#### SET PROBLEM 1:
Duplicate the part of the listing that begins with the line containing "task | one point per instance, each pair like [164, 158]" and runs through the end of the listing, both ends included.

#### EXTRACT:
** BEGIN **
Difficult people emerge in all facets of life. These types surface in the workplace, school, at a place of business or even in the home environment. Difficult people can show themselves in most any kind of professional or social setting. How many times have you tried to work with an insurance company or doctor's office and run into a staff member who is nothing less than obstinate? What about that family member or friend who seems to thrive on giving others a hard time?

Chances are somewhere in your life you are going to run into someone who just wallows in either negativity or controversy. The way you handle the interaction may depend upon the circumstances and the role you play in the situation.

For instance, if you are an employee dealing with a demanding customer you have to keep your composure under any circumstances or else risk trouble with your employer. In a home situation there is a bit more latitude in your reaction if you are in dispute with a family member. No one is going to fire you.

Regardless of the situation or role you play, there are still some common approaches to dealing with a difficult person. The key is to be proactive and not reactive; the latter seldom leads to good results because of the volatility element often involved.
** END **
#### SET PROBLEM 2:
Write the next part of the text on dealing with difficult people, picking up after its final sentence.

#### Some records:
** BEGIN **
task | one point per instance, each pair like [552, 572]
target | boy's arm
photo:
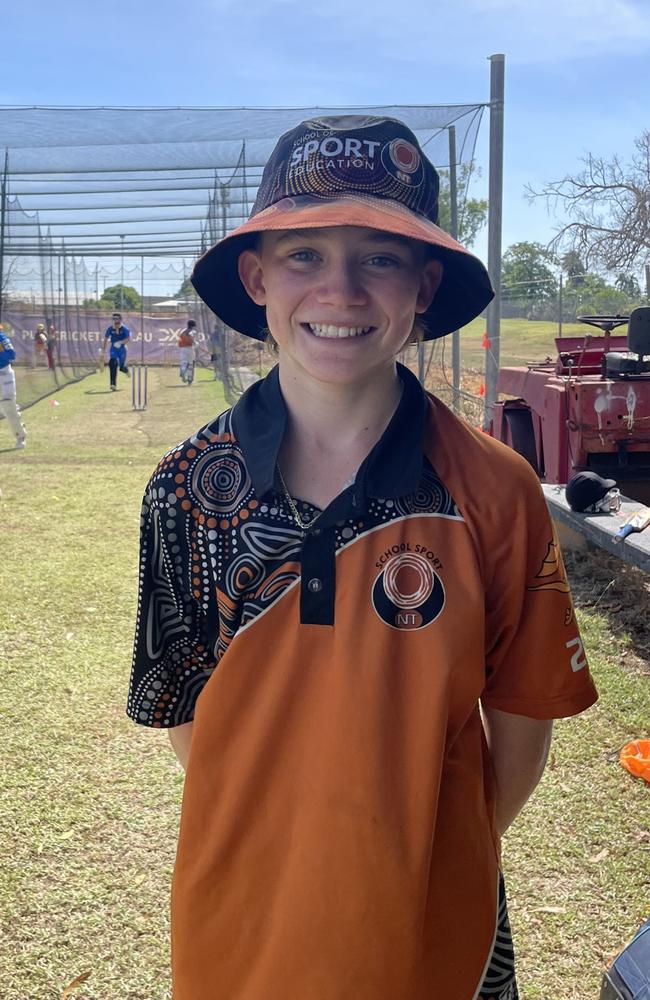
[518, 748]
[180, 738]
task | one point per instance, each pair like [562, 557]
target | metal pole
[122, 276]
[497, 90]
[142, 309]
[244, 178]
[66, 317]
[453, 228]
[3, 217]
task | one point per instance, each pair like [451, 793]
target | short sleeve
[173, 650]
[535, 660]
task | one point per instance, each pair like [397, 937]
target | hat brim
[464, 291]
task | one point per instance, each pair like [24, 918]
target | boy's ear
[429, 284]
[251, 275]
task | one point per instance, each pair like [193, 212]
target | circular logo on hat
[408, 594]
[402, 161]
[404, 155]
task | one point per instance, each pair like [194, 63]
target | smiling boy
[354, 618]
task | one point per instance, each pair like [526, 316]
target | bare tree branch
[607, 207]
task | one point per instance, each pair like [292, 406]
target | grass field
[90, 803]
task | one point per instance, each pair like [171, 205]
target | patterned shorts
[499, 982]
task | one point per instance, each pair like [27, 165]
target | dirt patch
[601, 582]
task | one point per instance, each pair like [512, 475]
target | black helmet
[586, 489]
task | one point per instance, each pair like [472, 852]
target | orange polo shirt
[337, 838]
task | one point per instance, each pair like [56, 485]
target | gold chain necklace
[303, 525]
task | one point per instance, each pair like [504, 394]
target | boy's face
[340, 302]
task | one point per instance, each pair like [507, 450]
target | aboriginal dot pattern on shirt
[214, 556]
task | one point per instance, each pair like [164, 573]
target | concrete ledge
[576, 529]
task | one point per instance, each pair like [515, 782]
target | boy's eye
[302, 255]
[383, 260]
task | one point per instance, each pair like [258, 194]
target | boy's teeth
[326, 330]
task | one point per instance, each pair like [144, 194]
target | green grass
[522, 341]
[90, 803]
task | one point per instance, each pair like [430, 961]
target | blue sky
[577, 71]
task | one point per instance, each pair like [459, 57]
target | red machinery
[588, 409]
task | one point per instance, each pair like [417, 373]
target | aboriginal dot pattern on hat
[327, 157]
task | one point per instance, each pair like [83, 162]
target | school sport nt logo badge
[408, 593]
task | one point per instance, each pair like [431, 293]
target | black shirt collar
[393, 467]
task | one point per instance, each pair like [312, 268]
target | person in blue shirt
[117, 336]
[8, 405]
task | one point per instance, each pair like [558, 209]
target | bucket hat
[347, 171]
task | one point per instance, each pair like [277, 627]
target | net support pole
[453, 219]
[141, 309]
[3, 223]
[495, 213]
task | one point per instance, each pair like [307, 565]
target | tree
[527, 279]
[472, 212]
[573, 267]
[186, 291]
[120, 297]
[628, 284]
[608, 209]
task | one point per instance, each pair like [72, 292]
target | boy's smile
[339, 301]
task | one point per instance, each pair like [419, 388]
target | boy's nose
[341, 285]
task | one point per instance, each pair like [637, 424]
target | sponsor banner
[155, 342]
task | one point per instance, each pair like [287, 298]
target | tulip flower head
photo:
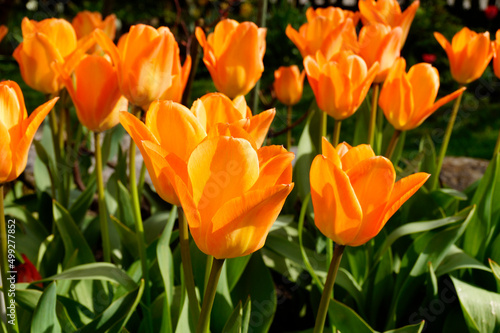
[340, 85]
[354, 193]
[17, 129]
[325, 35]
[288, 84]
[409, 98]
[233, 55]
[95, 93]
[388, 12]
[380, 43]
[469, 53]
[86, 22]
[43, 43]
[3, 31]
[148, 64]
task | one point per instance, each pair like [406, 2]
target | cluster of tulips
[210, 159]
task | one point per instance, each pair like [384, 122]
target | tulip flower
[17, 129]
[409, 98]
[95, 93]
[43, 43]
[339, 86]
[325, 35]
[86, 22]
[233, 55]
[148, 64]
[288, 84]
[380, 43]
[3, 31]
[469, 53]
[354, 194]
[388, 12]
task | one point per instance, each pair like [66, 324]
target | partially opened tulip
[469, 54]
[86, 22]
[148, 64]
[233, 55]
[43, 43]
[354, 194]
[339, 86]
[325, 35]
[380, 43]
[388, 12]
[17, 129]
[407, 99]
[3, 31]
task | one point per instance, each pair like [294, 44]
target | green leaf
[96, 271]
[114, 318]
[481, 308]
[72, 237]
[233, 324]
[44, 317]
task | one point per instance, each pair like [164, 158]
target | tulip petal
** END **
#### TASK RESULT 1:
task | one point per instance, each pair like [164, 158]
target | tulip petal

#### TASK RESULT 2:
Not sure how to approach a situation where you are coping with a difficult person? Here are a few tips to help you when you are in dealing with someone who is not very cooperative and/or determined to continue being combative:

Try To Be Understanding

Perhaps the problem is simply the person is frustrated, needs help and is reaching out to you, even if his or her demeanor isn't the nicest approach. Sometimes all someone needs is a helping hand or an attentive ear, and this pulls him or her out of the mindset of being obstinate or problematical. A little kindness can often go a long way. The first step is to try to understand; see if this approach doesn't turn the situation around. If the situation is ongoing, it may not be as simple, but it is worth a try.

Smile and Kill 'Em With Kindness

If the person being difficult seems to be thriving on being argumentative, chances are he or she is just looking for a reaction.

The old saying, "You catch more flies with honey than you do with vinegar", holds a lot of truth. This philosophy works for difficult people too. If you find the person is being intentionally combative with no real legitimate reason behind his or her behavior other than the fact he or she is enjoying riling others up; a smile may put the brakes on the situation.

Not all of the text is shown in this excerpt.